- **Pointing records**
>> Start

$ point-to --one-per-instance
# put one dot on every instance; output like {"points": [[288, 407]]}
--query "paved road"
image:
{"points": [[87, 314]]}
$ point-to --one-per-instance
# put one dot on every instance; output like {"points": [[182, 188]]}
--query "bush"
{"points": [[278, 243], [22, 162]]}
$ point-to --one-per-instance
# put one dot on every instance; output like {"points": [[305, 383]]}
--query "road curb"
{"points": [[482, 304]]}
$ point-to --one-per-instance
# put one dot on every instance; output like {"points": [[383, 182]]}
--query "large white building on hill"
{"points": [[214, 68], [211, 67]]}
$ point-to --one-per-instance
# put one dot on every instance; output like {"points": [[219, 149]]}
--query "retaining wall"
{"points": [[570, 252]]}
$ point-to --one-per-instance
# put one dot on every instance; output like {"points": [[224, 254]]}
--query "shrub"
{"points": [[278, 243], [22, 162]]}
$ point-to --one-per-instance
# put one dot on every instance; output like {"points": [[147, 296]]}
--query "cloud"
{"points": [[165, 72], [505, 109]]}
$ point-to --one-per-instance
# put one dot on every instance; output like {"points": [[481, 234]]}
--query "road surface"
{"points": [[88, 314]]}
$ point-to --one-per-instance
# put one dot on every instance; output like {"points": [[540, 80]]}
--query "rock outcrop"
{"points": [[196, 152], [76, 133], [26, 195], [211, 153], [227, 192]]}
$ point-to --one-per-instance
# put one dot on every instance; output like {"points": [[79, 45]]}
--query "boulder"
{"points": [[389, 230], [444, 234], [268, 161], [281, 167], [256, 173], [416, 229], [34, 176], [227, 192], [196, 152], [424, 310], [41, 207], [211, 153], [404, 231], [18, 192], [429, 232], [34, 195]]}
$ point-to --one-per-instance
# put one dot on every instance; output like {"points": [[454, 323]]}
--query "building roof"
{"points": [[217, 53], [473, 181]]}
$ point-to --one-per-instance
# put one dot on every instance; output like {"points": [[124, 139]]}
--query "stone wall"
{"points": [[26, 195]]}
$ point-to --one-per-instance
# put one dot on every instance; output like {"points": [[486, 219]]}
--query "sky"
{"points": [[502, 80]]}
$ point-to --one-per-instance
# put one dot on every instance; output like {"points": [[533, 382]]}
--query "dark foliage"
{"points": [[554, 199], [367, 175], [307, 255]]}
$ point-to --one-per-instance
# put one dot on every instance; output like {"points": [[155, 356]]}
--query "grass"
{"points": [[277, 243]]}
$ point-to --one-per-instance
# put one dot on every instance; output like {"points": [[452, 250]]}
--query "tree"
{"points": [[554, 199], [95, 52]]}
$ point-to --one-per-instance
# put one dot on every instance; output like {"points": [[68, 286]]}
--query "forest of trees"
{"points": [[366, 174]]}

>> End
>> Start

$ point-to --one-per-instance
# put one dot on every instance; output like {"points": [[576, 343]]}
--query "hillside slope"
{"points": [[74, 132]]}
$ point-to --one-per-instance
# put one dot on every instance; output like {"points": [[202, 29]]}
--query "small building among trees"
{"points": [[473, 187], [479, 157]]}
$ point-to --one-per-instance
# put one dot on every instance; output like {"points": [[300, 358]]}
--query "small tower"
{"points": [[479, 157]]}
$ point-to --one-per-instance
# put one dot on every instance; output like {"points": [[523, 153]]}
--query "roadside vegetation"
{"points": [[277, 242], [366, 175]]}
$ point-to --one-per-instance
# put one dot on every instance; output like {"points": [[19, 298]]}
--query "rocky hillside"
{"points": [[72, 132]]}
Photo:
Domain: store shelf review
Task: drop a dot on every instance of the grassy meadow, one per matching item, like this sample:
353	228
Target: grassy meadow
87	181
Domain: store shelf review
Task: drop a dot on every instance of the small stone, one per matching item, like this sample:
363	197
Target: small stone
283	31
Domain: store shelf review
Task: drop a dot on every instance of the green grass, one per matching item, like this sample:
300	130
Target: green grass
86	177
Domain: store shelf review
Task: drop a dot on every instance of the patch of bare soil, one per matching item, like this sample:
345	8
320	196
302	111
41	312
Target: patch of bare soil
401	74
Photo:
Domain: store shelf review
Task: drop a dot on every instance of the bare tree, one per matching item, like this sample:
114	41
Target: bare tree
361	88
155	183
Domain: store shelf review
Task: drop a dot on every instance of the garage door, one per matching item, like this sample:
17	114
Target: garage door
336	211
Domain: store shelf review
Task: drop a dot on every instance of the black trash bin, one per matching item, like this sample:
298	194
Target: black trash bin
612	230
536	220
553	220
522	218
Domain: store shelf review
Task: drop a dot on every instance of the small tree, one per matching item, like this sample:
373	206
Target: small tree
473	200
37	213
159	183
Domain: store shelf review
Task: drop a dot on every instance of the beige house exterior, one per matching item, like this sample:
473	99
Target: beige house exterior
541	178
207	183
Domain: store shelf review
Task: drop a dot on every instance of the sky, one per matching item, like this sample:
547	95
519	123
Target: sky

>> End

- **TASK STATEMENT**
Find each line in the entries above that contains the word "matching", and copy those lines out.

- **WRITTEN RESPONSE**
Task: drop a dot on every instance of the grassy meadow, one per matching item, like this sample:
Task: drop a dot on every instance of the small stone, one per matching item, like this sample:
Task: drop a dot on every instance of the green grass, one per matching item, like this sample:
Task: drop a dot on every instance of the patch of bare soil, one per matching item, like this sample:
Task: drop a dot on every instance of the bare tree, one per matching item, like this sample:
Task: drop a dot on every instance of the garage door, one per matching item, like this sample:
Task: drop a dot on every instance of the black trash bin, one per matching item, like this sample:
Task: drop a dot on every instance of the small tree, one per matching item, like this sample:
Task: drop a dot on every instance of the beige house exterior, one per matching item, like this sample:
Task: drop a dot on every instance of the sky, one per matching item, like this sample:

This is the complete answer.